DATA TO EXAMINE Block Start
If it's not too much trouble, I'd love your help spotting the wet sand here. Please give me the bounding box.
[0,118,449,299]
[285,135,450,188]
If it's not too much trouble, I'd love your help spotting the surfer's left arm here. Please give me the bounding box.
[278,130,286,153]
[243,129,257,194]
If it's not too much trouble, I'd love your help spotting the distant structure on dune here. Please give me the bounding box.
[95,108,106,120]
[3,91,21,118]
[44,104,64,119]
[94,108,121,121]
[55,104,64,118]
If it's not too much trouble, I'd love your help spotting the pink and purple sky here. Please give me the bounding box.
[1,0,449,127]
DATA TO EXAMINE Block End
■ TASK DIRECTIONS: Please write the listing out again, matching each line exactly.

■ TASK RESULT:
If it's not too much trouble, I'd love your help spotting the wet sand here. Please give me the bounding box.
[0,118,449,299]
[285,135,450,188]
If it's not too much trouble, I'd love your help spotting the surfer's left arm here. Please give me the bounding box.
[278,130,286,153]
[243,129,257,194]
If it's not too much trouble, I'd love your help spotting the distant structure on dune here. Please give me the bounding box.
[95,108,106,120]
[3,91,21,118]
[44,104,64,119]
[94,108,121,121]
[55,104,64,118]
If it's not too much trouble, I'd love your help spotting the pink and purple sky here. Please give me the bounding box.
[1,0,449,127]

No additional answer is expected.